TASK DIRECTIONS:
Render the material below as a Markdown table with the columns Row and Line, giving each line its row number and omitting blank lines. Include only the span from the line containing "In this exercise you will indicate the tree" through the line containing "x=14, y=200", both ends included.

Collection entries:
* START *

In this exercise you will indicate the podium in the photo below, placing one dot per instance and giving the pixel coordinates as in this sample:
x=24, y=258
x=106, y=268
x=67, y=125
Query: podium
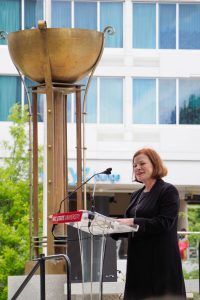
x=93, y=229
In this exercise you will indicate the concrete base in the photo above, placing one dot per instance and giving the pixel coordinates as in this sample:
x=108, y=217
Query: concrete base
x=56, y=288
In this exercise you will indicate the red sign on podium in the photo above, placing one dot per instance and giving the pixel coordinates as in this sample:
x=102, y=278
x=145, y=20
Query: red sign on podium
x=72, y=216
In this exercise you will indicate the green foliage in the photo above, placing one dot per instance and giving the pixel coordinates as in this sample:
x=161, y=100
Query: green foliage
x=14, y=201
x=194, y=274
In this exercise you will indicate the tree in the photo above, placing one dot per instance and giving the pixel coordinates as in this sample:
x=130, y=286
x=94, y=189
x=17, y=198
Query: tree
x=14, y=200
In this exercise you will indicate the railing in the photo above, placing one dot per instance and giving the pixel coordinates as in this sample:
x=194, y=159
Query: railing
x=41, y=263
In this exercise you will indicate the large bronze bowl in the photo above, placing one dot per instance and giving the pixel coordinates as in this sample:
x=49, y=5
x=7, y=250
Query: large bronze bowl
x=70, y=53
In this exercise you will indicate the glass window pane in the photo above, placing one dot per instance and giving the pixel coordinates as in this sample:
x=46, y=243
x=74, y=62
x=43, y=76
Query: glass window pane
x=85, y=15
x=144, y=101
x=111, y=100
x=167, y=26
x=33, y=12
x=167, y=101
x=144, y=25
x=61, y=14
x=112, y=14
x=189, y=101
x=10, y=16
x=189, y=26
x=91, y=102
x=69, y=108
x=10, y=93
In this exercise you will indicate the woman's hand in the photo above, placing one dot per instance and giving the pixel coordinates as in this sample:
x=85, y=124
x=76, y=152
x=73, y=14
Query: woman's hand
x=126, y=221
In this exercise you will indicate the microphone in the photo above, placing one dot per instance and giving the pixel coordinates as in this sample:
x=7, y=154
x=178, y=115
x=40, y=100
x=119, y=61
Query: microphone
x=107, y=172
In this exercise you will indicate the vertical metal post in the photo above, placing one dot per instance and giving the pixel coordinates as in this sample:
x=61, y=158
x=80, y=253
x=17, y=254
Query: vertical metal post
x=42, y=277
x=35, y=171
x=79, y=149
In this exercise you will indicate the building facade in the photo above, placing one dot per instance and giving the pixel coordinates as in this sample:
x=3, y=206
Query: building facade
x=145, y=91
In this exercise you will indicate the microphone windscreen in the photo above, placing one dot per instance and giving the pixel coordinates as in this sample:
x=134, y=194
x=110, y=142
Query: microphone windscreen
x=108, y=171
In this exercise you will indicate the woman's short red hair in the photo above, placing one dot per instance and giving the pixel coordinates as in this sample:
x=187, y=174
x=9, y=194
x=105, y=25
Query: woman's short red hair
x=159, y=170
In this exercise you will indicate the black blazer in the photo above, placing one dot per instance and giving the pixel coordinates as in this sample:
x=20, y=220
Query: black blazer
x=153, y=260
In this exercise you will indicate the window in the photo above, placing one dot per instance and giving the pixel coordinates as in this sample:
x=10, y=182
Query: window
x=112, y=15
x=91, y=102
x=85, y=15
x=144, y=101
x=144, y=25
x=10, y=16
x=61, y=14
x=167, y=26
x=189, y=101
x=189, y=26
x=111, y=100
x=167, y=101
x=10, y=93
x=33, y=12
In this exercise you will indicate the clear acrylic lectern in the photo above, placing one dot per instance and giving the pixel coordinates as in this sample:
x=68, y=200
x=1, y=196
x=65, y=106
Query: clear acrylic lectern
x=93, y=229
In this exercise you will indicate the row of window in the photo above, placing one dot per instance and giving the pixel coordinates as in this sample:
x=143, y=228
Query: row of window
x=162, y=26
x=154, y=101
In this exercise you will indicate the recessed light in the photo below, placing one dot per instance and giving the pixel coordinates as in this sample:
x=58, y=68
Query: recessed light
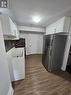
x=36, y=19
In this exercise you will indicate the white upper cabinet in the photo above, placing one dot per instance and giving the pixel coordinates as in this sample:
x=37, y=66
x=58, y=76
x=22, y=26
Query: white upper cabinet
x=62, y=25
x=9, y=28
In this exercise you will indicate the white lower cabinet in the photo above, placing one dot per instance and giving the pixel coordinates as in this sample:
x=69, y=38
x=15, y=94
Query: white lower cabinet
x=16, y=62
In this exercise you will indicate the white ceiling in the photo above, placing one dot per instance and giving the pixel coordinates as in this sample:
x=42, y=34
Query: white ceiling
x=48, y=10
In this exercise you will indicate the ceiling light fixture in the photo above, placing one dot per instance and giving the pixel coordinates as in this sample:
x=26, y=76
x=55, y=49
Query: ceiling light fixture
x=36, y=19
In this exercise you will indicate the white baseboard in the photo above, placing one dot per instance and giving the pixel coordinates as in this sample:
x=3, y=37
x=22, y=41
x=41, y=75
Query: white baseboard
x=10, y=91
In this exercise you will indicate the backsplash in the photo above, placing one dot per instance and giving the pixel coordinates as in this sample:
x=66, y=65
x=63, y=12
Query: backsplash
x=14, y=43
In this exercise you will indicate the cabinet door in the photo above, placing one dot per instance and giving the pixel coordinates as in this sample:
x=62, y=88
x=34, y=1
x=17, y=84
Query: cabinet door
x=18, y=68
x=14, y=29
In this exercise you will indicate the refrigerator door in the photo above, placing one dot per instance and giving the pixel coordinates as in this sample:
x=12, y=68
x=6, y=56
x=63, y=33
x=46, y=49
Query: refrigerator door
x=47, y=52
x=59, y=44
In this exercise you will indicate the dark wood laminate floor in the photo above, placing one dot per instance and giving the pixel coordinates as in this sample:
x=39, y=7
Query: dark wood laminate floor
x=40, y=82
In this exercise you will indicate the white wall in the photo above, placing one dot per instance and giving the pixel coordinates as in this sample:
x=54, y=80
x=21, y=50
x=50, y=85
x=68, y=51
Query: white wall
x=34, y=42
x=4, y=72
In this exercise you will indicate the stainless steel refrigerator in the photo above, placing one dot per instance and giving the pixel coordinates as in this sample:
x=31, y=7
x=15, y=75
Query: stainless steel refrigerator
x=53, y=51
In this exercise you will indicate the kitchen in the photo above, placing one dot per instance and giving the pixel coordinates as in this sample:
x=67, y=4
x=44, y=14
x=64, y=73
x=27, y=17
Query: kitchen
x=35, y=50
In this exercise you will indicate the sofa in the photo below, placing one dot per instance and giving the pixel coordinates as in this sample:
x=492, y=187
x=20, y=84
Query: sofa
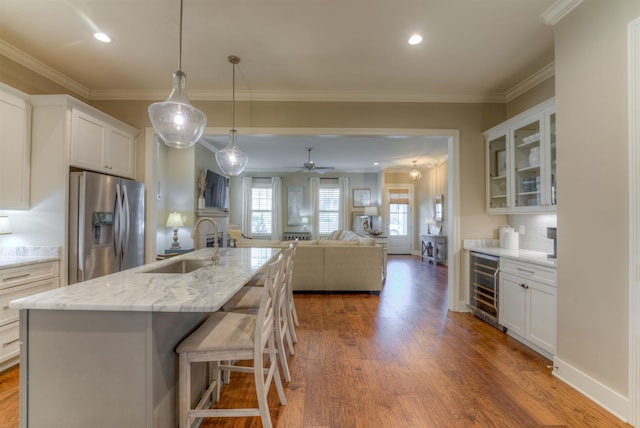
x=332, y=265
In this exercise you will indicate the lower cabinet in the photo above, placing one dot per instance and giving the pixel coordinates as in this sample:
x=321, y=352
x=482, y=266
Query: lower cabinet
x=16, y=283
x=527, y=304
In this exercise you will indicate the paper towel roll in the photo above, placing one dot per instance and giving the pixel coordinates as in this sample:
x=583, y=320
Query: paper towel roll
x=511, y=240
x=503, y=229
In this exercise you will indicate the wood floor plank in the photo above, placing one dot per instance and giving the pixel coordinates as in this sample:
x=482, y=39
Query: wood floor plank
x=399, y=359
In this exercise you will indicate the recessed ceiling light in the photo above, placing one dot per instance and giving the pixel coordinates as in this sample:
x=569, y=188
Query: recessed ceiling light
x=415, y=39
x=102, y=37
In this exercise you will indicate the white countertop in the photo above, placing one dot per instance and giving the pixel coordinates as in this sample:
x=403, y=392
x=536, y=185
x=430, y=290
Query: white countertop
x=17, y=261
x=11, y=257
x=203, y=290
x=529, y=256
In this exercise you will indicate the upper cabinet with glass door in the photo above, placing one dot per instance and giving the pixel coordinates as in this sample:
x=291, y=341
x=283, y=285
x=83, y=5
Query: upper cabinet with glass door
x=530, y=162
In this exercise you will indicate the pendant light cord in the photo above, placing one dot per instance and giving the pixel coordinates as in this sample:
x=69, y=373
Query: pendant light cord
x=180, y=51
x=233, y=99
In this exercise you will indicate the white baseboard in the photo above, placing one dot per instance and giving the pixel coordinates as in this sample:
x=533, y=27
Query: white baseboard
x=462, y=306
x=596, y=391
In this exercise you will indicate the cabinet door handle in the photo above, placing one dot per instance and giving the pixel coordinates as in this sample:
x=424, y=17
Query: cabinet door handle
x=4, y=345
x=15, y=277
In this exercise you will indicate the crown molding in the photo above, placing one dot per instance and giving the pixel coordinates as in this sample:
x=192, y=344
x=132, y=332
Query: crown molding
x=531, y=82
x=558, y=10
x=36, y=66
x=301, y=96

* END *

TASK SOLUTION:
| Row | Line |
|---|---|
| 1 | In this exercise you will indicate the tree in the photo above, placing one dot per instance and giving the pixel coordinates as in this sample: |
| 2 | x=130, y=286 |
| 3 | x=94, y=189 |
| 4 | x=17, y=198 |
| 5 | Query: tree |
| 6 | x=14, y=200 |